# Série d'exercices
**A.** Recopiez à l'identique le passage de l'extrait de page qui va de « Or, si ce n’est » à « ou en 2015. », ces deux bornes comprises.
**B.** Traduisez en anglais la phrase suivante de l'extrait de page : « La loi du 16 décembre 2010 entre déjà en application dans son volet consacré à la coopération intercommunale. »
**C.** D'après l'extrait de page, en quelles années la plupart des autres dispositions essentielles de la loi entreront-elles en vigueur ?
#### Extrait de page ####
Dans deux décisions de 1986, il a considéré que, en l’espèce, l’Assemblée nationale devait « être élue sur des bases essentiellement démographiques » et que « si le législateur pouvait tenir compte d’impératifs d’intérêt général susceptibles d’atténuer la portée de cette règle fondamentale, il ne saurait le faire que dans une mesure limitée et en fonction d’impératifs précis ».
Il a même récemment ajouté que la mise en œuvre des cas de dérogation au principe de stricte égalité devait être « strictement proportionnée au but poursuivi ».
Enfin, d’une manière générale, il veille à ce que la délimitation des circonscriptions ne procède d’« aucun arbitraire ».
Or, si ce n’est vos intérêts particuliers, comme l’a d’ailleurs souligné le Conseil constitutionnel, aucun impératif d’intérêt général ne justifie que subsistent de telles inégalités de répartition, inégalités qui relèvent précisément de l’arbitraire.
De même que rien ne justifie d’engager une procédure accélérée pour un texte modifiant en profondeur l’organisation territoriale de notre pays. Du reste, il n’y a aucune cohérence chronologique perceptible dans l’adoption des différentes dispositions de la loi.
La loi du 16 décembre 2010 entre déjà en application dans son volet consacré à la coopération intercommunale. La plupart des autres dispositions essentielles, notamment celles qui intéressent le tableau à annexer, n’entreront en vigueur qu’en 2014 ou en 2015.
#### Données fournies ####
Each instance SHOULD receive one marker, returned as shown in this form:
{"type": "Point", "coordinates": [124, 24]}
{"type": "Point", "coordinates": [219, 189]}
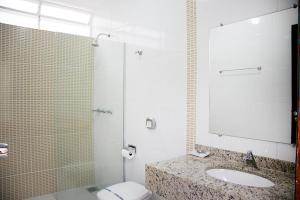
####
# Résultats des exercices
**A.**
Or, si ce n’est vos intérêts particuliers, comme l’a d’ailleurs souligné le Conseil constitutionnel, aucun impératif d’intérêt général ne justifie que subsistent de telles inégalités de répartition, inégalités qui relèvent précisément de l’arbitraire.
De même que rien ne justifie d’engager une procédure accélérée pour un texte modifiant en profondeur l’organisation territoriale de notre pays. Du reste, il n’y a aucune cohérence chronologique perceptible dans l’adoption des différentes dispositions de la loi.
La loi du 16 décembre 2010 entre déjà en application dans son volet consacré à la coopération intercommunale. La plupart des autres dispositions essentielles, notamment celles qui intéressent le tableau à annexer, n’entreront en vigueur qu’en 2014 ou en 2015.

**B.** The law of December 16, 2010 is already taking effect in its part dealing with intermunicipal cooperation.

**C.** En 2014 ou en 2015.